Natural language region descriptions
+-------+

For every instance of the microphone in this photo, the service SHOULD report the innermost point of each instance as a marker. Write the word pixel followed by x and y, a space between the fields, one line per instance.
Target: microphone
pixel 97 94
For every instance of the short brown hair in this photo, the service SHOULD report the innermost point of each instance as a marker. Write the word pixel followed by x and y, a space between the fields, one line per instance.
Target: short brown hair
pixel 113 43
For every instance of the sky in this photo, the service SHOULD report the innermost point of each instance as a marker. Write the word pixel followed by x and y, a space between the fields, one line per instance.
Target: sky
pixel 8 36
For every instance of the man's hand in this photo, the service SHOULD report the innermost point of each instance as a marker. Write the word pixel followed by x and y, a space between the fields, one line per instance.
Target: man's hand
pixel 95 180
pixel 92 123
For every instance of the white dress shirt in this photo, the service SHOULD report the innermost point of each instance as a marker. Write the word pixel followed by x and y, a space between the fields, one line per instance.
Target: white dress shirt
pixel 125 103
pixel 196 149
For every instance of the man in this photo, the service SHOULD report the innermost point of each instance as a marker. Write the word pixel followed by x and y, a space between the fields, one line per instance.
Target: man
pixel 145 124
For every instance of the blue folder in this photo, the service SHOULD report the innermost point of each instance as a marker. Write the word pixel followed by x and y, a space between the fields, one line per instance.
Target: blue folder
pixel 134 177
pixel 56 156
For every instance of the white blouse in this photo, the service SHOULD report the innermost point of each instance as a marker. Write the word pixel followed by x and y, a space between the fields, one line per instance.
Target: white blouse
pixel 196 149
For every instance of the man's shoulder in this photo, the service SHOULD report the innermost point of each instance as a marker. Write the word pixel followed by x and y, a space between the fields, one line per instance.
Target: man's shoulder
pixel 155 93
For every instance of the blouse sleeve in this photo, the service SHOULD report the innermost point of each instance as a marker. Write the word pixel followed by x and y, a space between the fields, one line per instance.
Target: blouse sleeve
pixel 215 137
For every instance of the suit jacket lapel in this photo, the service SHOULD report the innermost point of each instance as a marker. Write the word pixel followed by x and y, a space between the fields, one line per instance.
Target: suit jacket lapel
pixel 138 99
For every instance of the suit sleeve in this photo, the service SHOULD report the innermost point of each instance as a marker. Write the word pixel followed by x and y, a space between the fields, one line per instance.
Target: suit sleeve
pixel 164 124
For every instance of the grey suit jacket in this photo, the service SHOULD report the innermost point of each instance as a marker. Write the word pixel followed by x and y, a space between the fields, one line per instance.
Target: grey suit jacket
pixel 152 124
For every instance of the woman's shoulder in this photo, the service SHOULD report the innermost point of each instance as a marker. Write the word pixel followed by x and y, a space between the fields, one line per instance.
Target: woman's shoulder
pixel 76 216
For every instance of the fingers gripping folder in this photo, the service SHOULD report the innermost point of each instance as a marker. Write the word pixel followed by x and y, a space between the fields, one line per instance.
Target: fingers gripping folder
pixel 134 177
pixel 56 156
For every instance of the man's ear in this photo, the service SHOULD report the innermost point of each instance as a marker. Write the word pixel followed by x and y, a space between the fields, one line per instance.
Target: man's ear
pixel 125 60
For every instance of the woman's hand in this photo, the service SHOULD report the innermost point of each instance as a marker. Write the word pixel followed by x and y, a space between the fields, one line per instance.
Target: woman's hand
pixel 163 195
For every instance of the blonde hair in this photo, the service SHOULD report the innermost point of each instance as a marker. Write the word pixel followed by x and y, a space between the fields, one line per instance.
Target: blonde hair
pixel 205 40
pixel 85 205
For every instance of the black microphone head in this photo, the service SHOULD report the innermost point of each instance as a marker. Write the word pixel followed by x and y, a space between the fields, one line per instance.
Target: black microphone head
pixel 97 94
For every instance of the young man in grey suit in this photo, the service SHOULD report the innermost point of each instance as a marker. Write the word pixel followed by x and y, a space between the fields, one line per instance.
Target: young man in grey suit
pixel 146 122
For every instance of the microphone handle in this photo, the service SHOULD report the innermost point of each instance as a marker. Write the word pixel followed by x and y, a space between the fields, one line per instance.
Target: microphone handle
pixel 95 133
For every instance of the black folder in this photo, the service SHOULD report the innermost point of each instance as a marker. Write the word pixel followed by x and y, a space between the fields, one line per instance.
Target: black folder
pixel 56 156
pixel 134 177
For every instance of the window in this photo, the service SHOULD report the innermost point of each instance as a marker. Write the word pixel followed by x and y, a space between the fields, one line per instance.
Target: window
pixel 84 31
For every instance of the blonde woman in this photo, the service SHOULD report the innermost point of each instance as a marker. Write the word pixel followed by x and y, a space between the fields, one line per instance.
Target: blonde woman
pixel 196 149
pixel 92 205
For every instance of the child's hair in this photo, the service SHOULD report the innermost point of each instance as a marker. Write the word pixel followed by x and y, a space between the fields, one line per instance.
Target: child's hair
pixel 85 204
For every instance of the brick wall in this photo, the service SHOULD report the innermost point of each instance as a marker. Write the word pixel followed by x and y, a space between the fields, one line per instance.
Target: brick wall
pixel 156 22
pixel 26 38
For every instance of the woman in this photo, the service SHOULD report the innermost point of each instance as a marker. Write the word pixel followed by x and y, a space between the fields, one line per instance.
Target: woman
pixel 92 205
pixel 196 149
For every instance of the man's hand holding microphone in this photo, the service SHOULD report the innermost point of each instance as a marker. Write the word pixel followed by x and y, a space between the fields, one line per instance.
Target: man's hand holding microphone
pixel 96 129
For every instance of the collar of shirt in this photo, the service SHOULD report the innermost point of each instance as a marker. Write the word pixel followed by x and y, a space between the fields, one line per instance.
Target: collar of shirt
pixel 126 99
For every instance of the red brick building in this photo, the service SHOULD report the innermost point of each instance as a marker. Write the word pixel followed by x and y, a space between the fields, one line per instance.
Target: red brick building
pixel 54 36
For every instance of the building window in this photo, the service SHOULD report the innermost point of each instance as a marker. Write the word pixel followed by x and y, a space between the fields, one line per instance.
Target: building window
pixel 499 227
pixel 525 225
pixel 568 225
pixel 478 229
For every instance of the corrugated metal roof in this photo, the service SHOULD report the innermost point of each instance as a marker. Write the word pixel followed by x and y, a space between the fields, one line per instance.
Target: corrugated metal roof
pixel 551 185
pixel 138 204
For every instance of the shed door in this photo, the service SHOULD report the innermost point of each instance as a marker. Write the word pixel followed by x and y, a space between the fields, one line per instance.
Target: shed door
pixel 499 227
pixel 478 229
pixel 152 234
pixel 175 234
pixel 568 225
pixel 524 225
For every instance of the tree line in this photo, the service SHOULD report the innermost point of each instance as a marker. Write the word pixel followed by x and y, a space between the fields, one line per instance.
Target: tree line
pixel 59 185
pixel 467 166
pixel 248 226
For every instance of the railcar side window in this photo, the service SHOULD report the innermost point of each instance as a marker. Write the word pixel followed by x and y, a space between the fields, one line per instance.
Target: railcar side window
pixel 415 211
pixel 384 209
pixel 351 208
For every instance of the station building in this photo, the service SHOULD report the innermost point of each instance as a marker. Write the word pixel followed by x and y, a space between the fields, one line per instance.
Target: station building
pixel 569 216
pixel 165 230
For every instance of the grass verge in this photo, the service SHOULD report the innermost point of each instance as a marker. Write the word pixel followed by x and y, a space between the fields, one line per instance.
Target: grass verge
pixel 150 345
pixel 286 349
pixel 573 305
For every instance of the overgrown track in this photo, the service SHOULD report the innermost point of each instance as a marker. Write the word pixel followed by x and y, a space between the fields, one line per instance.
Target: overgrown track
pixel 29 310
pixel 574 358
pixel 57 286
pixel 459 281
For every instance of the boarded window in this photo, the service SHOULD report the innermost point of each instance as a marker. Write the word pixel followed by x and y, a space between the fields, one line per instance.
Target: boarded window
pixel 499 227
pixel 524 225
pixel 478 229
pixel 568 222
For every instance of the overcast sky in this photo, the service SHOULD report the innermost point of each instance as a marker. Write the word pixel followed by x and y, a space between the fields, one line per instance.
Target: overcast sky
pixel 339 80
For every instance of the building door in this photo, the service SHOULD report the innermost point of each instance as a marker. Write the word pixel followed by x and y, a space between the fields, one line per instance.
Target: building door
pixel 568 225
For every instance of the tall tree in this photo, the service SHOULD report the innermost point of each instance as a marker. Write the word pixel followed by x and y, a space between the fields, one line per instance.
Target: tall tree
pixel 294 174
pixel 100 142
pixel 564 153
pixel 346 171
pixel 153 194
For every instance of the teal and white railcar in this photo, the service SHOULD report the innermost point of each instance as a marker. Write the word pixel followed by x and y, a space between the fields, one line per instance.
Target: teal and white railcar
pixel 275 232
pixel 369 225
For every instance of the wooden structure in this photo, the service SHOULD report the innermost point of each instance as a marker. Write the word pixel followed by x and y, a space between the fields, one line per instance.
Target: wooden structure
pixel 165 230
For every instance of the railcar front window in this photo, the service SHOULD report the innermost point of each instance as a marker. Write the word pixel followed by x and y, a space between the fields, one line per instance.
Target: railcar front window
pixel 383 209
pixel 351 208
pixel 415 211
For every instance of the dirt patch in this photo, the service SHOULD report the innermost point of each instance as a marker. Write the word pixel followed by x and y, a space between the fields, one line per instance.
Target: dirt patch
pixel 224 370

+-------+

- YOUR OBJECTIVE
Every line above from the line with "Target: boarded window" to the line with "For every instance of the railcar front", both included, must be reproduced exactly, and no other line may appear.

- WRITTEN RESPONSE
Target: boarded window
pixel 499 227
pixel 524 225
pixel 478 229
pixel 568 222
For every instance of the overcast sky in this photo, the service SHOULD report the innermost point of each instance as a marker. Write the word pixel followed by x and y, a space between the fields, one line per instance.
Target: overcast sky
pixel 339 80
For every instance of the building door in this photo, the service SHOULD report the innermost point of each instance as a marker. Write the word pixel followed by x and y, a space between the fields, one line per instance.
Target: building door
pixel 568 225
For every instance of the tall tree in this photo, the service SHOULD report the innermost point of each instance as a marker. Write the word pixel followed by x and y, a space between the fields, one line per instance.
Target: tall tree
pixel 294 174
pixel 100 142
pixel 564 153
pixel 346 171
pixel 153 194
For every instance of the teal and white railcar in this photo, the service SHOULD report the innermost point of each instance as a marker. Write the word pixel followed by x and y, a space between the fields, one line per instance.
Target: teal and white railcar
pixel 275 232
pixel 369 225
For every instance of the wooden structure in this photo, the service SHOULD report the innermost point of each instance as a marker. Write the word pixel followed by x and y, a space between the fields, one line per instance.
Target: wooden structure
pixel 165 230
For every instance of the railcar front window in this photo, the service SHOULD report the innermost point of each instance as a marker. Write the word pixel followed by x and y, a space between the fields, one line per instance.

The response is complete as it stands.